* Problema a resolver: En el texto sobre la represión estatal en México, ¿qué cifra de desaparecidos se atribuye al caso argentino?

Para empezar, hay que señalar que sería de una parcialidad teóricamente inadmisible no reconocer que el enclaustramiento en el que el PRI mantuvo a la nación tuvo también algunas “ventajas”. Por ejemplo, México no vivió los horrores de la guerra civil que diezmó a poblaciones como la guatemalteca o la salvadoreña ni las barbaridades que padeció el pueblo argentino durante las espantosas dictaduras de sus diversos militares (Videla, Galtieri, etc.). Pero es igualmente evidente que el que en México no se haya llevado la represión estatal a los niveles alcanzados en otros países ni mucho menos se debió a la benevolencia o la bonhomía de los miembros de las diversas administraciones priistas o de quienes estaban al frente de los aparatos estatales de represión. Se debió pura y llanamente al hecho de que no se consideró que se requiriera reprimir a la población de manera tan brutal. Fue como resultado de un cálculo político, de una estrategia de gobierno y no de consideraciones morales que no se realizaron en México masacres como en Guatemala o en Chile. Yo diría que fundamentalmente las condiciones materiales de vida de los mexicanos eran a la sazón ligeramente mejores que las de otros países hermanos y en la medida en que la gente tiene algo que perder está menos dispuesta a arriesgar lo que tiene en una confrontación abierta con el estado. Eso es perfectamente comprensible, aquí y en China, ahora y siempre. Pero entonces es innegable, y es menester subrayarlo, que las dimensiones del problema mexicano son considerablemente menores que las de los padecidos en otros países latinoamericanos. En este punto es muy importante para mí que se me comprenda cabalmente y que no distorsione mi dicho: no pretendo desdeñosamente minimizar el dolor de nadie, sino solamente indicar que, desde una perspectiva social, no es equiparable un fenómeno como el argentino, de más de 30,000 desaparecidos, con un problema como el mexicano, en el cual está involucrado un poco más de medio millar de personas. Ambos casos son horribles y hay que luchar con todos los medios a nuestro alcance por que no se repitan. Empero, ello no anula la pertinencia de la observación de que se trata de diferencias cuantitativamente tan grandes que afectan y alteran la calidad política del problema. Nada más.

* Registros extraídos:
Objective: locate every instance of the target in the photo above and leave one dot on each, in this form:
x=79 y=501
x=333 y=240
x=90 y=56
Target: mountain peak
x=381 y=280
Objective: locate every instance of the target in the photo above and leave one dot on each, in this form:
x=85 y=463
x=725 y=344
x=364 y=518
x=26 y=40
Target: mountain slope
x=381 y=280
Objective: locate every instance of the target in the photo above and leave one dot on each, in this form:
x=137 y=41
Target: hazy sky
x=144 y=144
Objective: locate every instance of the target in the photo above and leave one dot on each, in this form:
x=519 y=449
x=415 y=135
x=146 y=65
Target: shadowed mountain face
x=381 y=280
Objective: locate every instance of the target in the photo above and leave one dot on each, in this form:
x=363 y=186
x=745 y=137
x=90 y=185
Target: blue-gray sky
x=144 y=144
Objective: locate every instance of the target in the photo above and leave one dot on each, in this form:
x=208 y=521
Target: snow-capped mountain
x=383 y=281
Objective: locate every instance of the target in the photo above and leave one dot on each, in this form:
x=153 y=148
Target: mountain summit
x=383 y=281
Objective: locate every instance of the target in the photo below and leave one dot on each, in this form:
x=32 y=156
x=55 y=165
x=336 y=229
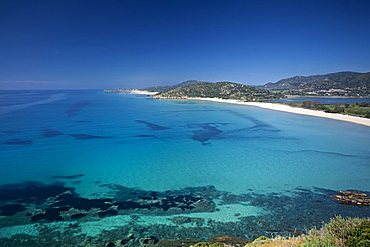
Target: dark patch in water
x=129 y=205
x=77 y=216
x=30 y=192
x=10 y=132
x=146 y=136
x=68 y=177
x=11 y=209
x=205 y=133
x=285 y=214
x=76 y=108
x=88 y=137
x=72 y=200
x=152 y=125
x=110 y=212
x=18 y=142
x=51 y=133
x=50 y=214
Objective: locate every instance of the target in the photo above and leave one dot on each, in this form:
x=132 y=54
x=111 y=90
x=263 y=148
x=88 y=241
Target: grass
x=339 y=232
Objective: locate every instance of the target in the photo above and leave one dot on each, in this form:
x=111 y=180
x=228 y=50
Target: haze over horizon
x=108 y=44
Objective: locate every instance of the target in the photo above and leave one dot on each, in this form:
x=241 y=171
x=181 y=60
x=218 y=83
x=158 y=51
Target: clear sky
x=108 y=44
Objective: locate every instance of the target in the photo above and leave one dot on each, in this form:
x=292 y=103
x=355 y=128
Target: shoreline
x=289 y=109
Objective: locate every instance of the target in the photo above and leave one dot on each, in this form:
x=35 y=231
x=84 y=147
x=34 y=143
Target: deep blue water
x=161 y=159
x=326 y=100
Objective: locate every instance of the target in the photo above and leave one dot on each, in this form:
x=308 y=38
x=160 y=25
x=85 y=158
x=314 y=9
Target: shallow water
x=171 y=169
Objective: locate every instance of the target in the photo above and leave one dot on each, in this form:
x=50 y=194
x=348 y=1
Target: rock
x=353 y=198
x=110 y=244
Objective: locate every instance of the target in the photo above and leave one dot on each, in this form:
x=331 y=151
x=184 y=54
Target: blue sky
x=108 y=44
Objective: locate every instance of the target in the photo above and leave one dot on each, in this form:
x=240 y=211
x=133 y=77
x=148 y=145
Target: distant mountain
x=341 y=83
x=224 y=90
x=166 y=88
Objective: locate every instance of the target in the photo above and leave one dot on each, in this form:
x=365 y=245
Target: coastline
x=286 y=108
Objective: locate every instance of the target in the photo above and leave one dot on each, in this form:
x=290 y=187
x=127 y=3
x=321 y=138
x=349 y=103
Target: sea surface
x=81 y=166
x=325 y=100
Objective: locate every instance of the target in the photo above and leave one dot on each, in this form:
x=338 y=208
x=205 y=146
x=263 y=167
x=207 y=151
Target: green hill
x=224 y=90
x=341 y=83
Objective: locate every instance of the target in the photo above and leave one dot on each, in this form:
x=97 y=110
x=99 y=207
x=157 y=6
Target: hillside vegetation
x=341 y=83
x=224 y=90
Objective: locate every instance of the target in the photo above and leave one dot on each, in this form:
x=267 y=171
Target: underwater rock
x=77 y=216
x=51 y=133
x=110 y=244
x=68 y=177
x=180 y=220
x=88 y=137
x=80 y=203
x=151 y=240
x=50 y=214
x=11 y=209
x=353 y=198
x=18 y=142
x=110 y=212
x=146 y=136
x=206 y=133
x=30 y=192
x=152 y=125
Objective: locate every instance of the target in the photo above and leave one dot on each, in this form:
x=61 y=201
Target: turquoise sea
x=92 y=166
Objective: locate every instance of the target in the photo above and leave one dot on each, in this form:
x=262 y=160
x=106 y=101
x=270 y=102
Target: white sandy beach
x=286 y=108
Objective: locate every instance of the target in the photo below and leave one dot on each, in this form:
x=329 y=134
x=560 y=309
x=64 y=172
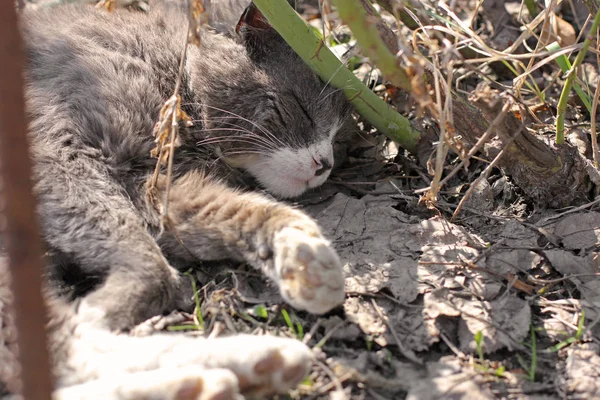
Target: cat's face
x=287 y=142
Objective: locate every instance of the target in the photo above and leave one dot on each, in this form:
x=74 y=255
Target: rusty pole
x=21 y=234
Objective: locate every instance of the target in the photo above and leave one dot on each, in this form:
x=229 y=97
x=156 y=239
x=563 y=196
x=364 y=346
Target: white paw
x=308 y=271
x=263 y=365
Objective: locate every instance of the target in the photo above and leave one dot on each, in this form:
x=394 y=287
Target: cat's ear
x=255 y=31
x=251 y=18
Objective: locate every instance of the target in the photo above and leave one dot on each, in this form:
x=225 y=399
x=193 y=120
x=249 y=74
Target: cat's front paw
x=308 y=270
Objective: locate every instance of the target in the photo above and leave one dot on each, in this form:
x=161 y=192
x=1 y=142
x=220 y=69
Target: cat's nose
x=323 y=165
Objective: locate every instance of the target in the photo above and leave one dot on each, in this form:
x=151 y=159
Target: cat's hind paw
x=185 y=383
x=308 y=271
x=263 y=365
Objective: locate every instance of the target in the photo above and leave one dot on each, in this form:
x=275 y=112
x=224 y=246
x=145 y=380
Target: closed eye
x=312 y=122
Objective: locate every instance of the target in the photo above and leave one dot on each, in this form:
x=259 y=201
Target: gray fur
x=95 y=85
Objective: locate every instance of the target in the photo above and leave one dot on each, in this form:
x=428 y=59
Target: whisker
x=249 y=134
x=263 y=129
x=263 y=149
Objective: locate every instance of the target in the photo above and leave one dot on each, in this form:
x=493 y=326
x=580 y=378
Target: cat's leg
x=88 y=217
x=185 y=383
x=260 y=365
x=213 y=221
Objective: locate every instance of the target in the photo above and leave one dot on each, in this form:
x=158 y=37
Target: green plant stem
x=564 y=95
x=364 y=28
x=298 y=34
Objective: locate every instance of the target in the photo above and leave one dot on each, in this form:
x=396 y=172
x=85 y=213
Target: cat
x=95 y=85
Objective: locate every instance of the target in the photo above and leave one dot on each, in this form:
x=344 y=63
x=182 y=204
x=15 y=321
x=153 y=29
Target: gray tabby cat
x=95 y=85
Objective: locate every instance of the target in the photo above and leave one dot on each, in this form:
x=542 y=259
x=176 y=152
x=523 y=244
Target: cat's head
x=290 y=126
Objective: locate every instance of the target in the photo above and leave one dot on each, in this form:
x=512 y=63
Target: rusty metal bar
x=21 y=234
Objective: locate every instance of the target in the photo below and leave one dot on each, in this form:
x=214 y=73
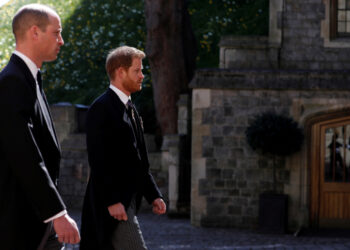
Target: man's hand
x=159 y=206
x=66 y=229
x=117 y=211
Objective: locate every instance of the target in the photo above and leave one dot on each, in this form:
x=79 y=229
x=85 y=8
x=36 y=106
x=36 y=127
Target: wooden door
x=330 y=174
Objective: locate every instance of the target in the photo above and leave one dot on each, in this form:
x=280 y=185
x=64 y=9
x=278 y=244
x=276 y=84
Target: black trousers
x=128 y=235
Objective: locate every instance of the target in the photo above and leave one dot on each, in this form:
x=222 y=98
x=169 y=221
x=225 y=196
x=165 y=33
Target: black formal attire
x=119 y=169
x=29 y=161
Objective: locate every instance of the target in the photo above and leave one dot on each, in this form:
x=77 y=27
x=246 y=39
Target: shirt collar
x=122 y=96
x=31 y=65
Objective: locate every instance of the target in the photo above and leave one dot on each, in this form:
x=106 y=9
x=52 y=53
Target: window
x=340 y=18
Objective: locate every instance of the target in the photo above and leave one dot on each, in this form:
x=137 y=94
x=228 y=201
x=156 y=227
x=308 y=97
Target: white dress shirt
x=34 y=70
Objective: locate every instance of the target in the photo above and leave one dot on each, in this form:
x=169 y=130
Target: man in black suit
x=31 y=209
x=120 y=174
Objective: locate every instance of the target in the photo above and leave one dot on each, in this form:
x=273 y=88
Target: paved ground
x=161 y=232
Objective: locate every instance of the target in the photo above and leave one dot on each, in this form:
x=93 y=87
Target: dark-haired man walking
x=118 y=159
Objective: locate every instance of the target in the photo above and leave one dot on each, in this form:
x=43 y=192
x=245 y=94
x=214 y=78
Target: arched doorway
x=329 y=154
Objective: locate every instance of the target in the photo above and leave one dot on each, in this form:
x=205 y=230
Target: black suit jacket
x=119 y=169
x=29 y=161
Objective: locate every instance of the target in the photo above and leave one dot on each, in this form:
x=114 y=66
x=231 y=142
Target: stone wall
x=298 y=40
x=227 y=176
x=74 y=170
x=305 y=42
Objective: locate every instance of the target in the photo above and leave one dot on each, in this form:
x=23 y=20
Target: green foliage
x=212 y=19
x=92 y=28
x=7 y=11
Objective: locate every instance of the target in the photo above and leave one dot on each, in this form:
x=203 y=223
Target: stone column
x=176 y=155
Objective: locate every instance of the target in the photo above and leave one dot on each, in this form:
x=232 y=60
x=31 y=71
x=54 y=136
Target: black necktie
x=42 y=102
x=132 y=114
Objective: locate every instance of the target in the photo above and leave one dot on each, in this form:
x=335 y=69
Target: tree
x=171 y=51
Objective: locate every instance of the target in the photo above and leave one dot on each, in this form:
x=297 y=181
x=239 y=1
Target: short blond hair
x=121 y=57
x=29 y=15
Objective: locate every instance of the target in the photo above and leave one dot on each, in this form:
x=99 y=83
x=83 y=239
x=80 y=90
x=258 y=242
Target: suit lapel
x=32 y=85
x=119 y=105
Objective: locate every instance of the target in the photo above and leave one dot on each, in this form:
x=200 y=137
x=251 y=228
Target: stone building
x=301 y=69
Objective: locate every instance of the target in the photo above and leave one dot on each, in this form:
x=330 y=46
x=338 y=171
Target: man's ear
x=121 y=72
x=34 y=32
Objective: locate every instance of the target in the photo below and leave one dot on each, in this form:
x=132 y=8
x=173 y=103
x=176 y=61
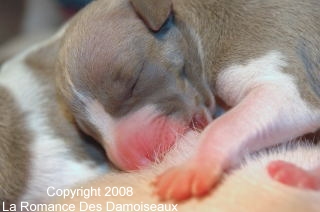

* La respuesta: Más de 30,000 desaparecidos.